**What to work on**
Copy the material below word for word, from the line containing "Identify each instance of the truck" through the very last line, including both.

**Material provided**
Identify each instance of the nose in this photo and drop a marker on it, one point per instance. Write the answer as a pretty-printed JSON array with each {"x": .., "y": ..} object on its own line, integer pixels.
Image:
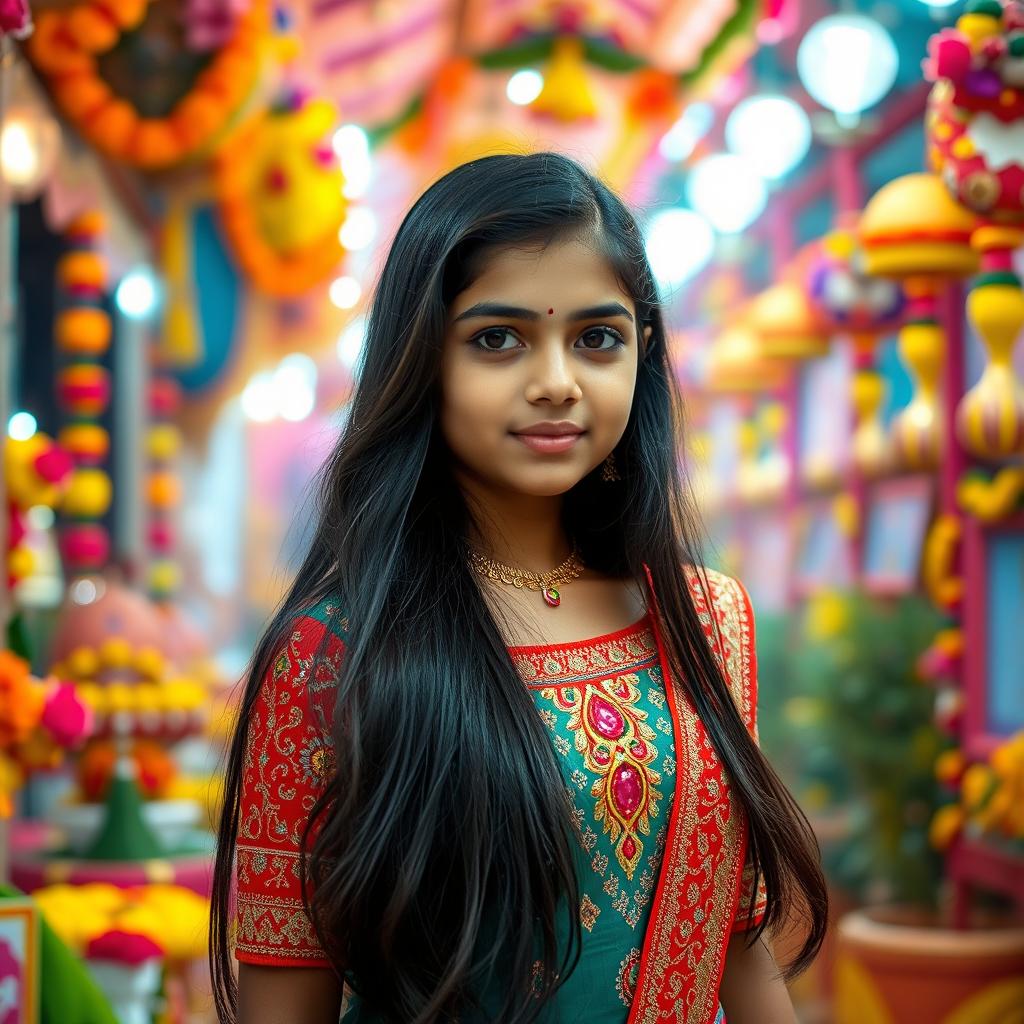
[{"x": 552, "y": 376}]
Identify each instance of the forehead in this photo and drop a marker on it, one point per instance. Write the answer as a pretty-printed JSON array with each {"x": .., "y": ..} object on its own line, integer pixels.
[{"x": 566, "y": 272}]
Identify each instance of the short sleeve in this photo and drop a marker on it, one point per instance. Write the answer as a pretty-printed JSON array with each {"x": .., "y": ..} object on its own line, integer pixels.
[{"x": 289, "y": 759}]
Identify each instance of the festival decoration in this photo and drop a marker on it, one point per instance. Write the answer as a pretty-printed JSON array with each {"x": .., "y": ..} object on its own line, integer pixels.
[
  {"x": 737, "y": 365},
  {"x": 173, "y": 916},
  {"x": 36, "y": 472},
  {"x": 15, "y": 18},
  {"x": 991, "y": 500},
  {"x": 134, "y": 690},
  {"x": 990, "y": 416},
  {"x": 39, "y": 720},
  {"x": 163, "y": 491},
  {"x": 67, "y": 48},
  {"x": 127, "y": 968},
  {"x": 976, "y": 136},
  {"x": 976, "y": 109},
  {"x": 991, "y": 797},
  {"x": 566, "y": 93},
  {"x": 82, "y": 331},
  {"x": 280, "y": 194},
  {"x": 914, "y": 232},
  {"x": 787, "y": 325},
  {"x": 864, "y": 309}
]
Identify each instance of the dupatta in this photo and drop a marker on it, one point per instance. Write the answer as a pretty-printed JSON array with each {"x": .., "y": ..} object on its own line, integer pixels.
[{"x": 700, "y": 888}]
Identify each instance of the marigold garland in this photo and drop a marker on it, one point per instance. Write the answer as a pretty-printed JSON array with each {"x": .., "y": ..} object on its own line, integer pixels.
[
  {"x": 285, "y": 273},
  {"x": 66, "y": 46}
]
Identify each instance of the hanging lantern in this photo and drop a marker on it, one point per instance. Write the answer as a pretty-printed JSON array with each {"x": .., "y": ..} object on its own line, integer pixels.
[
  {"x": 975, "y": 124},
  {"x": 990, "y": 416},
  {"x": 913, "y": 231},
  {"x": 863, "y": 308},
  {"x": 736, "y": 365},
  {"x": 976, "y": 109},
  {"x": 566, "y": 94},
  {"x": 163, "y": 491},
  {"x": 787, "y": 325}
]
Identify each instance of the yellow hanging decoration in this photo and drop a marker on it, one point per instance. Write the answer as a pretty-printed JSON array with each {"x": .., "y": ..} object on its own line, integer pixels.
[
  {"x": 918, "y": 429},
  {"x": 181, "y": 342},
  {"x": 566, "y": 94},
  {"x": 871, "y": 451},
  {"x": 990, "y": 416}
]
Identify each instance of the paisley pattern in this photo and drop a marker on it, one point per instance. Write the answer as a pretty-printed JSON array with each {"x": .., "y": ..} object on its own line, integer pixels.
[{"x": 662, "y": 845}]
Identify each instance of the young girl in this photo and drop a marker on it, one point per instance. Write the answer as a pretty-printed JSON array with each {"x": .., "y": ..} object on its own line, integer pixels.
[{"x": 497, "y": 756}]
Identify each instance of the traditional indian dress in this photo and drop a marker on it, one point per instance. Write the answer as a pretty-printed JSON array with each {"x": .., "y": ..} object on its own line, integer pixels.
[{"x": 660, "y": 840}]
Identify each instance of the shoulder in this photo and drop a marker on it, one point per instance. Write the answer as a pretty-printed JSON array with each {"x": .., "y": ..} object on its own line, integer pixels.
[
  {"x": 727, "y": 616},
  {"x": 297, "y": 689},
  {"x": 316, "y": 632}
]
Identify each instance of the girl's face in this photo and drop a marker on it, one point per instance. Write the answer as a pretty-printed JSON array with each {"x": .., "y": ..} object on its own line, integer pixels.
[{"x": 541, "y": 336}]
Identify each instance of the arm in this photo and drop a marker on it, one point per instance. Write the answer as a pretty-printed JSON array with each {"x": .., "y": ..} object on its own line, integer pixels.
[
  {"x": 753, "y": 990},
  {"x": 284, "y": 995}
]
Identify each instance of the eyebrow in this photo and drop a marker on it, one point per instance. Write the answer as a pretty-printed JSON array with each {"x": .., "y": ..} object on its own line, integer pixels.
[{"x": 489, "y": 309}]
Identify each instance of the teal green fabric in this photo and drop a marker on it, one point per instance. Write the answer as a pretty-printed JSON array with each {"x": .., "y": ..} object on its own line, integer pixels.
[
  {"x": 603, "y": 701},
  {"x": 69, "y": 995}
]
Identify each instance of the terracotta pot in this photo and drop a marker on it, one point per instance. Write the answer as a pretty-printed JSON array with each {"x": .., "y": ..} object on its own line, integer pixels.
[{"x": 897, "y": 966}]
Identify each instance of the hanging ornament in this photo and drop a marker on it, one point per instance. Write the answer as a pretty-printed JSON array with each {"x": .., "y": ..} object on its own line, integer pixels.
[
  {"x": 566, "y": 94},
  {"x": 97, "y": 58},
  {"x": 82, "y": 332},
  {"x": 280, "y": 195},
  {"x": 164, "y": 491},
  {"x": 976, "y": 109},
  {"x": 787, "y": 325},
  {"x": 863, "y": 308},
  {"x": 913, "y": 231},
  {"x": 990, "y": 416},
  {"x": 870, "y": 445}
]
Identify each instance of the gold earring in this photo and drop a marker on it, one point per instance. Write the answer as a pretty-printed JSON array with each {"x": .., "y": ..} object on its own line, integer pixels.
[{"x": 609, "y": 473}]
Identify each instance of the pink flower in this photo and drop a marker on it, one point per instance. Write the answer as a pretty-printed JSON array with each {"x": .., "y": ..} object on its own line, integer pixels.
[
  {"x": 123, "y": 947},
  {"x": 15, "y": 18},
  {"x": 66, "y": 716}
]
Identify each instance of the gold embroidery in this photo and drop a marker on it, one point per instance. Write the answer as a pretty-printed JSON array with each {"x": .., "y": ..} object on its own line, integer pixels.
[
  {"x": 684, "y": 951},
  {"x": 579, "y": 663},
  {"x": 617, "y": 747}
]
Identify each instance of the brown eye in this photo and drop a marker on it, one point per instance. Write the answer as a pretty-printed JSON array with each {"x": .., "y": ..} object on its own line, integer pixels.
[
  {"x": 593, "y": 338},
  {"x": 491, "y": 340}
]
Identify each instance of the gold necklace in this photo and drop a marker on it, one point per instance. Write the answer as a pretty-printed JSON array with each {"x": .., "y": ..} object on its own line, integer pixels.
[{"x": 546, "y": 583}]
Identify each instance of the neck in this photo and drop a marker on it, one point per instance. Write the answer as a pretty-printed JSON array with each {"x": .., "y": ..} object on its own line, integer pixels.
[{"x": 523, "y": 530}]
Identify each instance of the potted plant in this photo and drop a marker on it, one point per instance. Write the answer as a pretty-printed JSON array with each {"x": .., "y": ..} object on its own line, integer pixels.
[{"x": 898, "y": 958}]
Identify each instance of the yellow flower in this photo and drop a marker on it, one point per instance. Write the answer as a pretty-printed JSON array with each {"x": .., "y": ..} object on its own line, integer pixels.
[
  {"x": 945, "y": 825},
  {"x": 949, "y": 766},
  {"x": 977, "y": 783},
  {"x": 83, "y": 663},
  {"x": 827, "y": 615},
  {"x": 184, "y": 916},
  {"x": 73, "y": 914}
]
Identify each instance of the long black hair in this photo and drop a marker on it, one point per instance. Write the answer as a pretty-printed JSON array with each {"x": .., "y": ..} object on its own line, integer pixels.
[{"x": 446, "y": 805}]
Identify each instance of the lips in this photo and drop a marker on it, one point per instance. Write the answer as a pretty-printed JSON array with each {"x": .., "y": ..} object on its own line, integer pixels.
[{"x": 550, "y": 443}]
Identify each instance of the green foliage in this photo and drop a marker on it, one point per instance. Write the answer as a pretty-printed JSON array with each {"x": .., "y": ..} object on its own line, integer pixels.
[{"x": 875, "y": 715}]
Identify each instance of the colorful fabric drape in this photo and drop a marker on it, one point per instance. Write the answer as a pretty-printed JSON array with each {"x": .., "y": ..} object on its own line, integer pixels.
[{"x": 660, "y": 842}]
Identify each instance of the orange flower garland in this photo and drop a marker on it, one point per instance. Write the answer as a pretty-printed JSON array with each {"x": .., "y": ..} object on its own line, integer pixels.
[
  {"x": 282, "y": 269},
  {"x": 66, "y": 45}
]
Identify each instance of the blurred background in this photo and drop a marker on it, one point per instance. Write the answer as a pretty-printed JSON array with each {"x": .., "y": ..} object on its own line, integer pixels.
[{"x": 197, "y": 196}]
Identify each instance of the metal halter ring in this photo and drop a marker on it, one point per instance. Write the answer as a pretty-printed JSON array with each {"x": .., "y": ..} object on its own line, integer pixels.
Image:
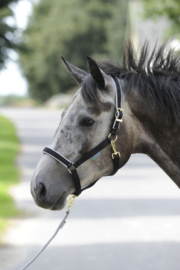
[
  {"x": 116, "y": 114},
  {"x": 112, "y": 139}
]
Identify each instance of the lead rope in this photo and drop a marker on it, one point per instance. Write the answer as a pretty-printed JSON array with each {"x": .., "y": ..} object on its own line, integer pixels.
[{"x": 70, "y": 203}]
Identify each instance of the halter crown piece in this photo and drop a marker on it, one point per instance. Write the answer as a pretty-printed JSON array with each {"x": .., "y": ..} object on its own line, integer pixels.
[{"x": 72, "y": 166}]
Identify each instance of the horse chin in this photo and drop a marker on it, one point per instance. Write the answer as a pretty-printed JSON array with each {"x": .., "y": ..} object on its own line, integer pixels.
[{"x": 60, "y": 203}]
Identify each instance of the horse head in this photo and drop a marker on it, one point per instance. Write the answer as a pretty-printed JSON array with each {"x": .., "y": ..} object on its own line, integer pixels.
[{"x": 84, "y": 124}]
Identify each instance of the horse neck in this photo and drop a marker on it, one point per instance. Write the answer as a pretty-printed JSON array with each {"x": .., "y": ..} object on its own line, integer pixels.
[{"x": 152, "y": 135}]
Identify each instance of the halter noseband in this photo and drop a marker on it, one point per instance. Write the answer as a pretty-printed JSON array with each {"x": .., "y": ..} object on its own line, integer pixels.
[{"x": 71, "y": 167}]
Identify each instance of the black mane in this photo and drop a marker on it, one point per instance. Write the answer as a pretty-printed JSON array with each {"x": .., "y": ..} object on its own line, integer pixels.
[{"x": 159, "y": 74}]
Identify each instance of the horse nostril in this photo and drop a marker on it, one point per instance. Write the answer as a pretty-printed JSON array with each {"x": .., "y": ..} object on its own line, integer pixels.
[{"x": 41, "y": 190}]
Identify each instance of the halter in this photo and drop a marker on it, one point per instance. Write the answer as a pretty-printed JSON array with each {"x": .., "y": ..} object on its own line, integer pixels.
[{"x": 72, "y": 166}]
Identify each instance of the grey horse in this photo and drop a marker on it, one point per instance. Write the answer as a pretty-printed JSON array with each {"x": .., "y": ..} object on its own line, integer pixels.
[{"x": 151, "y": 121}]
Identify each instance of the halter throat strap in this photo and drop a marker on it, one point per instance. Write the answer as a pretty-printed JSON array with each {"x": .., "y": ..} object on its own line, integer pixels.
[{"x": 71, "y": 167}]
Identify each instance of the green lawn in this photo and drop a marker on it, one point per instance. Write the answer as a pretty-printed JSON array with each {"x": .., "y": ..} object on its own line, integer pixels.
[{"x": 9, "y": 174}]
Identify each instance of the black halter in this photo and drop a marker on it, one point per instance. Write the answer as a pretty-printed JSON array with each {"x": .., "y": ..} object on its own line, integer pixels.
[{"x": 71, "y": 167}]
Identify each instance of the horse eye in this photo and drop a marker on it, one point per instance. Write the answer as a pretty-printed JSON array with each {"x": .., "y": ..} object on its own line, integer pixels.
[{"x": 86, "y": 122}]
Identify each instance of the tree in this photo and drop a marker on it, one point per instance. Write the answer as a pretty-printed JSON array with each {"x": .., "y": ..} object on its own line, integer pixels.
[
  {"x": 7, "y": 38},
  {"x": 169, "y": 9},
  {"x": 74, "y": 29}
]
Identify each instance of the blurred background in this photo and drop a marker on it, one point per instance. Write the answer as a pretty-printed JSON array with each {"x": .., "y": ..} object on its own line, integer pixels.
[{"x": 130, "y": 221}]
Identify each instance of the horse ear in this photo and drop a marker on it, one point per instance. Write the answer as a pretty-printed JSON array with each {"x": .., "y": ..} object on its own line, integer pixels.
[
  {"x": 77, "y": 73},
  {"x": 98, "y": 75}
]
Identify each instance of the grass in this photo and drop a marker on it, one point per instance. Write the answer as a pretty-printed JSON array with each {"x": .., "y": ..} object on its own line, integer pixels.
[{"x": 9, "y": 174}]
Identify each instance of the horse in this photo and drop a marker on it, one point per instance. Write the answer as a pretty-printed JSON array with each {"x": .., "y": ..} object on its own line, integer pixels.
[{"x": 150, "y": 102}]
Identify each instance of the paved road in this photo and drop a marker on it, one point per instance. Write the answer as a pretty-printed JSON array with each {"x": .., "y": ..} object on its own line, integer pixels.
[{"x": 130, "y": 221}]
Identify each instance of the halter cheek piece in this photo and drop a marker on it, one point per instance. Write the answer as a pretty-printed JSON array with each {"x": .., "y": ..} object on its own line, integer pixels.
[{"x": 71, "y": 167}]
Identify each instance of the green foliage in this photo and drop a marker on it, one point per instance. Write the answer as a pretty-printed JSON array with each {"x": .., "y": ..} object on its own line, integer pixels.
[
  {"x": 74, "y": 29},
  {"x": 8, "y": 172},
  {"x": 169, "y": 9},
  {"x": 7, "y": 38}
]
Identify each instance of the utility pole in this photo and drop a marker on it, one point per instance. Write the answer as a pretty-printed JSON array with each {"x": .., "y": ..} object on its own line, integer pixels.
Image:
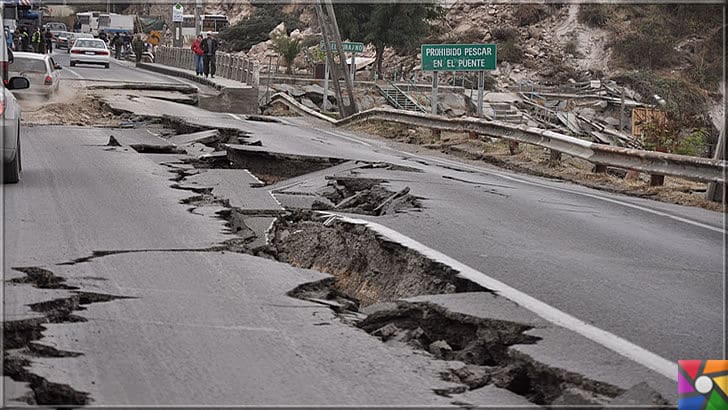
[
  {"x": 330, "y": 32},
  {"x": 197, "y": 17}
]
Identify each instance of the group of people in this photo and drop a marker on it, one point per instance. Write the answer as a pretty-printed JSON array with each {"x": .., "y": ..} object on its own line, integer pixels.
[
  {"x": 22, "y": 40},
  {"x": 120, "y": 43},
  {"x": 205, "y": 50}
]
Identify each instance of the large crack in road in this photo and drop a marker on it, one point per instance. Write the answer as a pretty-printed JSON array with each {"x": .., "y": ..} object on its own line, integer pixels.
[{"x": 370, "y": 277}]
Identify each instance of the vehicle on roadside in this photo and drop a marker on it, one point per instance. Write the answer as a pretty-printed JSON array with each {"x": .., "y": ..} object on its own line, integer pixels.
[
  {"x": 10, "y": 118},
  {"x": 40, "y": 69},
  {"x": 55, "y": 28},
  {"x": 66, "y": 39},
  {"x": 90, "y": 51}
]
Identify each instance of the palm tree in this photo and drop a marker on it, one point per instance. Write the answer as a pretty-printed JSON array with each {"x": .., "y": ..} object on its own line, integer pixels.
[{"x": 288, "y": 48}]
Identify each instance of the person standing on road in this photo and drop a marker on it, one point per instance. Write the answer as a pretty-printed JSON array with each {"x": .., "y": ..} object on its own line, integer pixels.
[
  {"x": 24, "y": 40},
  {"x": 197, "y": 49},
  {"x": 116, "y": 44},
  {"x": 209, "y": 48},
  {"x": 49, "y": 41},
  {"x": 36, "y": 40},
  {"x": 138, "y": 45},
  {"x": 9, "y": 39}
]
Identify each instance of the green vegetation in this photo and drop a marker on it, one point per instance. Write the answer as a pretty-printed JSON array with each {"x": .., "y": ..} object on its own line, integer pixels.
[
  {"x": 650, "y": 46},
  {"x": 683, "y": 99},
  {"x": 527, "y": 14},
  {"x": 402, "y": 26},
  {"x": 255, "y": 28},
  {"x": 288, "y": 48},
  {"x": 669, "y": 136}
]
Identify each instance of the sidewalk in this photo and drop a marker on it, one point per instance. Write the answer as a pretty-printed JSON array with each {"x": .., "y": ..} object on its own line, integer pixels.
[{"x": 218, "y": 83}]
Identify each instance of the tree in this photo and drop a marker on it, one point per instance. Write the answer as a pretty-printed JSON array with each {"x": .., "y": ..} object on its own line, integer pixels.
[
  {"x": 288, "y": 48},
  {"x": 255, "y": 28},
  {"x": 400, "y": 25}
]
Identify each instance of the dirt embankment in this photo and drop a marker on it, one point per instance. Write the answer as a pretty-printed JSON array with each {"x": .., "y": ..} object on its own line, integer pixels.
[{"x": 536, "y": 161}]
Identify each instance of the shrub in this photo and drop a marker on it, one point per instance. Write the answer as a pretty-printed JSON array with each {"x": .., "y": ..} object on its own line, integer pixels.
[
  {"x": 505, "y": 34},
  {"x": 648, "y": 47},
  {"x": 510, "y": 51},
  {"x": 527, "y": 14},
  {"x": 256, "y": 27},
  {"x": 682, "y": 98},
  {"x": 593, "y": 15},
  {"x": 668, "y": 135},
  {"x": 571, "y": 47},
  {"x": 287, "y": 48}
]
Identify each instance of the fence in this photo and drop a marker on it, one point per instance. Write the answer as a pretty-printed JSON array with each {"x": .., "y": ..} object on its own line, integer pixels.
[
  {"x": 228, "y": 66},
  {"x": 703, "y": 169}
]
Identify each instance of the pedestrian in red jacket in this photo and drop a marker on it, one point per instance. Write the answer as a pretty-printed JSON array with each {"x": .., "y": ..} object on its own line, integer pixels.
[{"x": 197, "y": 49}]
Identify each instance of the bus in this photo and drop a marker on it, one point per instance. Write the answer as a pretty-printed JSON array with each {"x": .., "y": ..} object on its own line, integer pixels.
[
  {"x": 87, "y": 22},
  {"x": 213, "y": 23}
]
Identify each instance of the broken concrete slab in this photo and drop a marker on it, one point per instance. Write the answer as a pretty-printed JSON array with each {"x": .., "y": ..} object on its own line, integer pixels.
[{"x": 235, "y": 186}]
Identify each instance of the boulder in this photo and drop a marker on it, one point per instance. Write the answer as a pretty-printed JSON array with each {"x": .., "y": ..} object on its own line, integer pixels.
[
  {"x": 278, "y": 30},
  {"x": 440, "y": 349}
]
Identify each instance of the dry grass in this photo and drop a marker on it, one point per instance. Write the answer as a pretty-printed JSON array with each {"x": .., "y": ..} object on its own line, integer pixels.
[{"x": 535, "y": 161}]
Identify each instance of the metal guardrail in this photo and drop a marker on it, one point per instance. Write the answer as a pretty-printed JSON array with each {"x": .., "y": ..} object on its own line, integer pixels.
[
  {"x": 228, "y": 66},
  {"x": 703, "y": 169}
]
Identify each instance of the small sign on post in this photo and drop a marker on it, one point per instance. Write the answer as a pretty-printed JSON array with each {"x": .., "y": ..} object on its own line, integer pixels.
[
  {"x": 178, "y": 13},
  {"x": 459, "y": 57},
  {"x": 348, "y": 47}
]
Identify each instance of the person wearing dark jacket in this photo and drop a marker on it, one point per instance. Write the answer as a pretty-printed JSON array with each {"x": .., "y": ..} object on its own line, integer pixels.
[
  {"x": 49, "y": 41},
  {"x": 116, "y": 42},
  {"x": 209, "y": 48},
  {"x": 197, "y": 49}
]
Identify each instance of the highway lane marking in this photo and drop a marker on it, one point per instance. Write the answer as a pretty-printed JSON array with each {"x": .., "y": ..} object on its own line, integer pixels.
[{"x": 609, "y": 340}]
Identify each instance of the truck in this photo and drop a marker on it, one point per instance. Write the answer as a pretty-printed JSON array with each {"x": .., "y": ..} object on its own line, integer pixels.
[{"x": 116, "y": 23}]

**Solution**
Identify each instance of the truck in this photo and drop a marker on it, one point per instance. Write the answer as a pretty-printed JSON array with each {"x": .., "y": ..} object on its own line, integer pixels.
[{"x": 116, "y": 23}]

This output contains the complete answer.